● **DATA RECORDS**
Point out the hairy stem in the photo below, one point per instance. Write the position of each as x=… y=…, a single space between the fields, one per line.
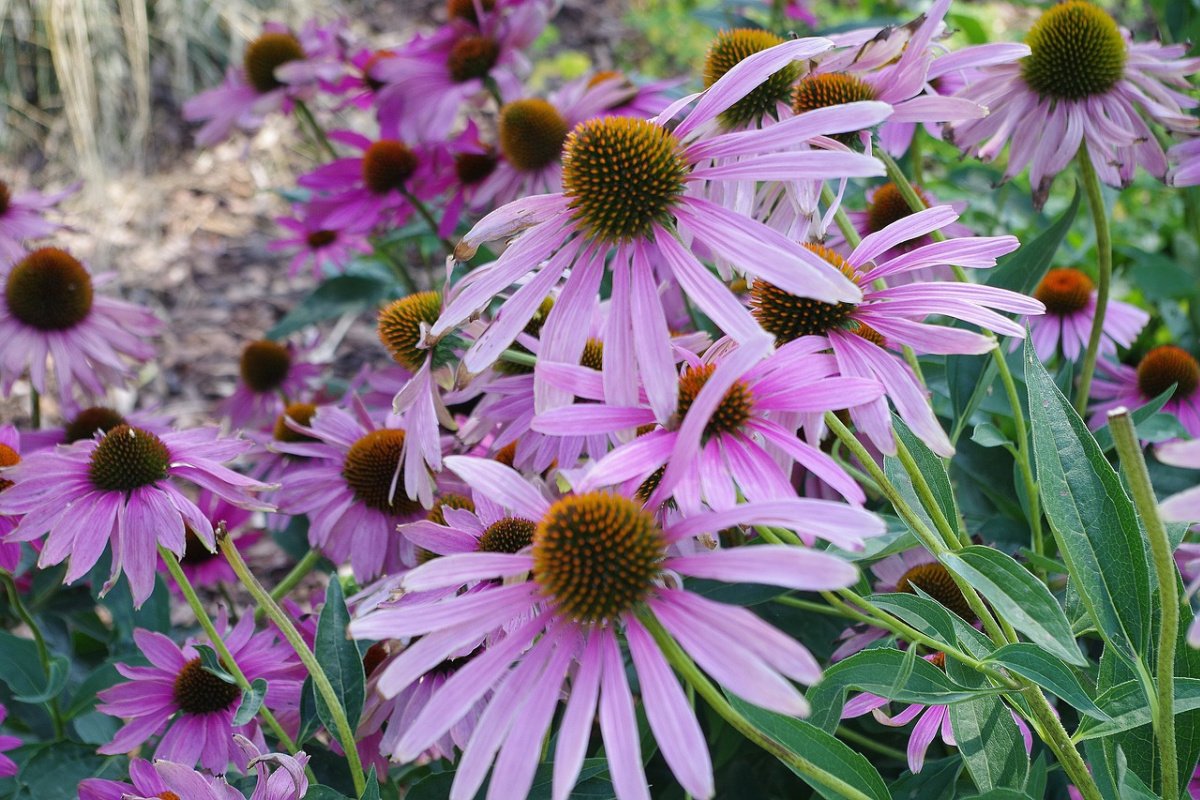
x=319 y=679
x=210 y=630
x=1134 y=465
x=1104 y=263
x=713 y=696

● **EXERCISE OBJECTIVE**
Drop the images and transcribe the entries above exactly.

● **RESULT**
Point out the hairy stem in the photo below, one point per instance. Write the position of each as x=… y=…, a single space between the fields, one per line.
x=319 y=679
x=210 y=630
x=1134 y=465
x=1104 y=263
x=713 y=696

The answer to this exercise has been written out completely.